[Start PASSAGE SHOWN]

DAKAR, Senegal, April 13, (AP): Russian military trainers arrived this week in Niger to reinforce the country’s air defenses as the west African nation pulls away from close cooperation with the United States in counterterrorism efforts, turning instead to Russia for security.
State television in Niger on Thursday broadcast footage of Russian military trainers arriving in the country aboard a plane equipped with military supplies. Two Russian trainers were filmed in front of the plane at night wearing military uniforms, caps and face coverings.
“We are here to train the Nigerien army to use the military equipment that is here,” one of the Russian trainers said in the broadcast, speaking in French. “We are here to develop military cooperation between Russia and Niger.”
Niger’s ruling military council, known as the CNSP, has yet to order American troops out, US officials have said. But the arrival of Russian forces makes it complicated for the US forces, along with diplomatic and civilian personnel, to remain in the country. It also throws into doubt the future of joint Niger-US counterinsurgency operations.
Until recently, Washington considered Niger a key partner and ally in a region swept by coups in recent years, investing millions of dollars in an airbase in a desert area that served as the heart of American counterinsurgency operations in Africa’s sub-Saharan region known as the Sahel.
The US also invested heavily in training Niger’s forces to beat back insurgencies by militants linked to al-Qaida and the Islamic State group, which ravaged the country and its neighbors. But last summer, some of those elite US-trained forces took part in a coup that ousted the elected president. Since then, relations between Niger’s new leaders and Washington have deteriorated.
Following the visit last month of a US delegation led by the top US envoy to Africa, Molly Phee, the junta announced on state television that flights from the US-built airbase were illegal and that it no longer recognized the American military presence in the country.

[End PASSAGE SHOWN]

→ **PROBLEMS AND TASKS**:
A: Repeat, word for word, the stretch of the Niger report from "The US also" through "presence in the country.".
B: Please scale every bounding-box coordinate by 1.75 and round each to a whole number, with halves going up. Do this across the stretch of the records below from their first line through the line containing "xmin=0 ymin=102 xmax=480 ymax=359", giving back only those lines in full, requests included.
The Niger report and the records have no connection to each other.

[Start RECORDS SUPPLIED]

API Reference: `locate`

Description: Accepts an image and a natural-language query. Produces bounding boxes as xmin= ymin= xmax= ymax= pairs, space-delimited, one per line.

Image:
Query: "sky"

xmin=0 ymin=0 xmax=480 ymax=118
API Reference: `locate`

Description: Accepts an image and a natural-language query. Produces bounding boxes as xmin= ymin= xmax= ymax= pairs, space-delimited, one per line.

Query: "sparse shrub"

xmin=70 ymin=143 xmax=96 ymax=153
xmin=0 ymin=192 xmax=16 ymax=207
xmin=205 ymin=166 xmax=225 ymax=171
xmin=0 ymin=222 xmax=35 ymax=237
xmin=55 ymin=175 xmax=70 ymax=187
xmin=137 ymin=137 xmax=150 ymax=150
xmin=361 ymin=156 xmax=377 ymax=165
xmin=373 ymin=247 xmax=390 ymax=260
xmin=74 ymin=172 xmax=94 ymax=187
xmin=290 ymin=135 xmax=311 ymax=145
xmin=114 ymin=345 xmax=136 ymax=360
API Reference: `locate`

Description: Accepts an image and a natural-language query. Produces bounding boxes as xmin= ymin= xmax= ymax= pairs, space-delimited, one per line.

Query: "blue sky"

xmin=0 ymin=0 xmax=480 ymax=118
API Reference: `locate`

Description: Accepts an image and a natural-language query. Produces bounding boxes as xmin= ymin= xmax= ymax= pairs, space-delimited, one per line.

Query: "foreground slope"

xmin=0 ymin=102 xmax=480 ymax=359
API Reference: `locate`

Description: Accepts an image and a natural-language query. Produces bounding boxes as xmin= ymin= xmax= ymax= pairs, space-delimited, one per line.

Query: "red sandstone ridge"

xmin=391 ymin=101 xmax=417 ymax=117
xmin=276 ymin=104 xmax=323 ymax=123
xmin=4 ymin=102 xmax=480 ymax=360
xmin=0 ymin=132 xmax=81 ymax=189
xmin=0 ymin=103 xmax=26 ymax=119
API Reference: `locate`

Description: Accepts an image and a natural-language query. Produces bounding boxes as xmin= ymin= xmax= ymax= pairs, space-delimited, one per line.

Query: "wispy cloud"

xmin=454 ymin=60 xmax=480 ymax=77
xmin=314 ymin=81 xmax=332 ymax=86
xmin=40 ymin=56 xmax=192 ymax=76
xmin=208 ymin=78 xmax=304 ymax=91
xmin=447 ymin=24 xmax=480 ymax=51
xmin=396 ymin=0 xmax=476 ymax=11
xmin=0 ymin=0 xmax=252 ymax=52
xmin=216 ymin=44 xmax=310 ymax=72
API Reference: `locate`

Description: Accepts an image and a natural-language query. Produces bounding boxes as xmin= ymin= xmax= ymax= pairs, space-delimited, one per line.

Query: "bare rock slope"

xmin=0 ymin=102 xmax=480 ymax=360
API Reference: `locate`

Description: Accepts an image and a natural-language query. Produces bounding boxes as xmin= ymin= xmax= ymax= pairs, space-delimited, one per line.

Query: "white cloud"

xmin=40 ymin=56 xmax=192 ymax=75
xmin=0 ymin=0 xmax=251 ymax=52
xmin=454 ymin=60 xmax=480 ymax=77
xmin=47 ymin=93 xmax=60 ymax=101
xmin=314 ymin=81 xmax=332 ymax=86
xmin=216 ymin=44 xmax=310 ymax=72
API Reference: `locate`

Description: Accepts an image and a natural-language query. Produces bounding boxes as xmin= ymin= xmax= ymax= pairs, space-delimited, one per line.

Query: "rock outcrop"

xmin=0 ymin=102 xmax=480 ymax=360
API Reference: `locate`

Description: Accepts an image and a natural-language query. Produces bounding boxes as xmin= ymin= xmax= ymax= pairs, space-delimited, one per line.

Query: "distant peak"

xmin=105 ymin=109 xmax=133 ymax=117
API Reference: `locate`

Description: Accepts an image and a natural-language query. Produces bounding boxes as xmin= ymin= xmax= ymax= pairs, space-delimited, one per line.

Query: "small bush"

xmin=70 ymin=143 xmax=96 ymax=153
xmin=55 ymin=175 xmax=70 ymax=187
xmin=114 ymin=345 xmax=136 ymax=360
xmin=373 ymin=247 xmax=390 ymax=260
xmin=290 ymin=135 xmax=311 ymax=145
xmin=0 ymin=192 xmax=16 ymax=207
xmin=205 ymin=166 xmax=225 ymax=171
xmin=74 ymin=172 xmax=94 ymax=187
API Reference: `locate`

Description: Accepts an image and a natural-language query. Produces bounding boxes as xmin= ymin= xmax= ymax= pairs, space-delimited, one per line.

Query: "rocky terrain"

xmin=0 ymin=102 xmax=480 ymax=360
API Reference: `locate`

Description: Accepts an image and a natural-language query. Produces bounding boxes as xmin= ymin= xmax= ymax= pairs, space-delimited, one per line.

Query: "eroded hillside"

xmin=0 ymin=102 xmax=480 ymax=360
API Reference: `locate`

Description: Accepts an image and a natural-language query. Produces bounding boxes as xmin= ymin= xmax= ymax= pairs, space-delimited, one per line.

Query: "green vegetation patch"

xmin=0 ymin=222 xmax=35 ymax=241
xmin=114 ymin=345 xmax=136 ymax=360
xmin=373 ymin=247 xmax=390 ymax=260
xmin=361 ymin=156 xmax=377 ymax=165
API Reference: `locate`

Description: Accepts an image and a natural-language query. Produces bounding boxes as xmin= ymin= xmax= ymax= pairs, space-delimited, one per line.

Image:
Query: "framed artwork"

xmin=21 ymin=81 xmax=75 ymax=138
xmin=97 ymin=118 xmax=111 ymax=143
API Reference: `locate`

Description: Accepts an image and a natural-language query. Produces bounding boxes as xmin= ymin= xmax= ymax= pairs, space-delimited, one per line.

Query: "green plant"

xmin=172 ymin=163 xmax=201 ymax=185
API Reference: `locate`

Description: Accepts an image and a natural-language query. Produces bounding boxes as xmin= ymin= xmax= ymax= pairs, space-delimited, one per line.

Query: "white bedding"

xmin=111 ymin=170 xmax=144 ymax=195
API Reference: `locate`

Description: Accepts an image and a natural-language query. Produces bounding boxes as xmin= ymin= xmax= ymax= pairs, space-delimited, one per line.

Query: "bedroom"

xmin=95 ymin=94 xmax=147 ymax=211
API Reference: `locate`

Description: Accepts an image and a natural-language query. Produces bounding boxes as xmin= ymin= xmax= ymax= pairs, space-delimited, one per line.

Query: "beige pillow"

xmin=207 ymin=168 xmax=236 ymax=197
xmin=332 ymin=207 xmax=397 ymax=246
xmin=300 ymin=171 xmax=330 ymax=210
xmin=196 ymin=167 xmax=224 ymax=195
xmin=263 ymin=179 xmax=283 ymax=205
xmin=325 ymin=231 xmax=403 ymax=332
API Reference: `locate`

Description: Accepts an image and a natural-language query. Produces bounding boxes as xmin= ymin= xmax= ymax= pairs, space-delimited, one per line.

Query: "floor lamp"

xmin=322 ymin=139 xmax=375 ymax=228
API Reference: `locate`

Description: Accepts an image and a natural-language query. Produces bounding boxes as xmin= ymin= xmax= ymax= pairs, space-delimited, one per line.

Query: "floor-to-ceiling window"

[End RECORDS SUPPLIED]

→ **RESULTS BY TASK**:
A:
The US also invested heavily in training Niger’s forces to beat back insurgencies by militants linked to al-Qaida and the Islamic State group, which ravaged the country and its neighbors. But last summer, some of those elite US-trained forces took part in a coup that ousted the elected president. Since then, relations between Niger’s new leaders and Washington have deteriorated.
Following the visit last month of a US delegation led by the top US envoy to Africa, Molly Phee, the junta announced on state television that flights from the US-built airbase were illegal and that it no longer recognized the American military presence in the country.

B:
API Reference: `locate`

Description: Accepts an image and a natural-language query. Produces bounding boxes as xmin= ymin= xmax= ymax= pairs, space-delimited, one per line.

Image:
Query: "sky"

xmin=0 ymin=0 xmax=840 ymax=207
API Reference: `locate`

Description: Accepts an image and a natural-language query. Produces bounding boxes as xmin= ymin= xmax= ymax= pairs, space-delimited, one per line.

Query: "sparse shrub"

xmin=123 ymin=250 xmax=168 ymax=268
xmin=0 ymin=336 xmax=28 ymax=362
xmin=359 ymin=291 xmax=394 ymax=299
xmin=0 ymin=389 xmax=61 ymax=415
xmin=96 ymin=306 xmax=123 ymax=327
xmin=240 ymin=240 xmax=263 ymax=263
xmin=632 ymin=273 xmax=660 ymax=289
xmin=653 ymin=432 xmax=683 ymax=455
xmin=130 ymin=301 xmax=165 ymax=327
xmin=508 ymin=236 xmax=544 ymax=254
xmin=200 ymin=604 xmax=238 ymax=630
API Reference: `locate`

Description: Accepts an image and a natural-language query. Produces bounding boxes as xmin= ymin= xmax= ymax= pairs, space-delimited, one per line.

Query: "blue sky"

xmin=0 ymin=0 xmax=840 ymax=207
API Reference: `locate`

Description: Accepts an image and a natural-language query. Produces bounding boxes as xmin= ymin= xmax= ymax= pairs, space-delimited, one per line.

Query: "foreground slope"

xmin=0 ymin=179 xmax=840 ymax=628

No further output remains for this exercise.